Frequently Monitoring Progress Toward Goals Increases Chance of Success - Oatseller
http://www.apa.org/news/press/releases/2015/10/progress-goals.aspx
======
mmastrac
You don't need be meeting daily to succeed -- just keep yourself a "public"
log (well, public to the team at least) and write down everything in that log:
TODOs, questions, ideas, etc.

Monitor your own progress and success and make it available to anyone to read.

------
arafalov
Looks like gamification to me. Including the fact that what they measure (and
effectively gamify) is what the person focuses on changing.

------
Oatseller
Link to study abstract and pdf download:
[http://eprints.whiterose.ac.uk/87431/](http://eprints.whiterose.ac.uk/87431/)

------
novalis78
That was key in Raymond Hulls' classic (and European bestseller) 'How to get
what you want'. Repeated hand-written refocusing exercises on your key goals.

▸ What to work on:
**A)** In the forum thread about monitoring progress toward goals, which book does novalis78 call a classic and a European bestseller?
**B)** Repeat the part of the goal-progress thread between "Frequently Monitoring Progress" and "focuses on changing.", inclusive.

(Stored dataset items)
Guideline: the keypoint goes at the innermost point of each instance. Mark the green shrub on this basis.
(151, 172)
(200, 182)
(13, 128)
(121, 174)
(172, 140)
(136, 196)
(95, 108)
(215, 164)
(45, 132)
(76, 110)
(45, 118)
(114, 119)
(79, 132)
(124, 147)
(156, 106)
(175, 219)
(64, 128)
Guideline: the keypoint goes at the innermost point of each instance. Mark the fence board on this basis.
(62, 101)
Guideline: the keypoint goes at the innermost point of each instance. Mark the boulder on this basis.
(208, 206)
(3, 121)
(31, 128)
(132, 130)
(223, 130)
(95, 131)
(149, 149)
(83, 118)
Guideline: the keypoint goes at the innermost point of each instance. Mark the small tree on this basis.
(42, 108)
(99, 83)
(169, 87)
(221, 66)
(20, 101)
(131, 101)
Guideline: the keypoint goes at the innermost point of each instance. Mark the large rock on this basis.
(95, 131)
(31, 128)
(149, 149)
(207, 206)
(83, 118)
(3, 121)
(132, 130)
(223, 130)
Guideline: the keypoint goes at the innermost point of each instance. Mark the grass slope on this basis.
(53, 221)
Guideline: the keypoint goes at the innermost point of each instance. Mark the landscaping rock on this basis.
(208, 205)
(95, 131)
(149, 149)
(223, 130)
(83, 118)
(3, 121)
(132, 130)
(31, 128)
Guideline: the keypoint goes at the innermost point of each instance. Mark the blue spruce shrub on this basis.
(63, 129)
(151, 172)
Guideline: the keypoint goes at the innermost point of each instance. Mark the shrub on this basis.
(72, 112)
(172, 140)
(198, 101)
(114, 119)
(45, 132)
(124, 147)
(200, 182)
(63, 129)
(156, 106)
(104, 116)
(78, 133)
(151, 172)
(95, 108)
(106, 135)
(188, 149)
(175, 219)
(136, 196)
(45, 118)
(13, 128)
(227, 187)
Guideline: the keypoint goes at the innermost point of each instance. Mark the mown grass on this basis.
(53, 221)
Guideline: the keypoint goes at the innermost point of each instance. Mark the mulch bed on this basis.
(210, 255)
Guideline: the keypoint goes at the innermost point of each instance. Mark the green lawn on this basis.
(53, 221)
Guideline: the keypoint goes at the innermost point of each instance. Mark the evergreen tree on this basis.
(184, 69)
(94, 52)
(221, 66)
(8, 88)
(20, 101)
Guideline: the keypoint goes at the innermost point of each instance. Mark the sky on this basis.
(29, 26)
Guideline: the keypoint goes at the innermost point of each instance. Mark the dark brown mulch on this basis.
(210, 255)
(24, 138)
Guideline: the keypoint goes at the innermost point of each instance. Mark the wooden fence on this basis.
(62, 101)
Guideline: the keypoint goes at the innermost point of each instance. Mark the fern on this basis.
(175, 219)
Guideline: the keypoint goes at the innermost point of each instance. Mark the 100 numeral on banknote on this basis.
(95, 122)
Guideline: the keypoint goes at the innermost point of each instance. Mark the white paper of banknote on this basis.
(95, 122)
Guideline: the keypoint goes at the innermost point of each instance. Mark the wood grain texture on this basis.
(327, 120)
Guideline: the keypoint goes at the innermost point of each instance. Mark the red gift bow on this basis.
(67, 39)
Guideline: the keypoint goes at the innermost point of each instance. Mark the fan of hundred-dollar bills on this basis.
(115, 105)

▸ Results of the exercise:
**A)** Raymond Hulls' 'How to get what you want'.

**B)**
Frequently Monitoring Progress Toward Goals Increases Chance of Success - Oatseller
http://www.apa.org/news/press/releases/2015/10/progress-goals.aspx
======
mmastrac
You don't need be meeting daily to succeed -- just keep yourself a "public"
log (well, public to the team at least) and write down everything in that log:
TODOs, questions, ideas, etc.

Monitor your own progress and success and make it available to anyone to read.

------
arafalov
Looks like gamification to me. Including the fact that what they measure (and
effectively gamify) is what the person focuses on changing.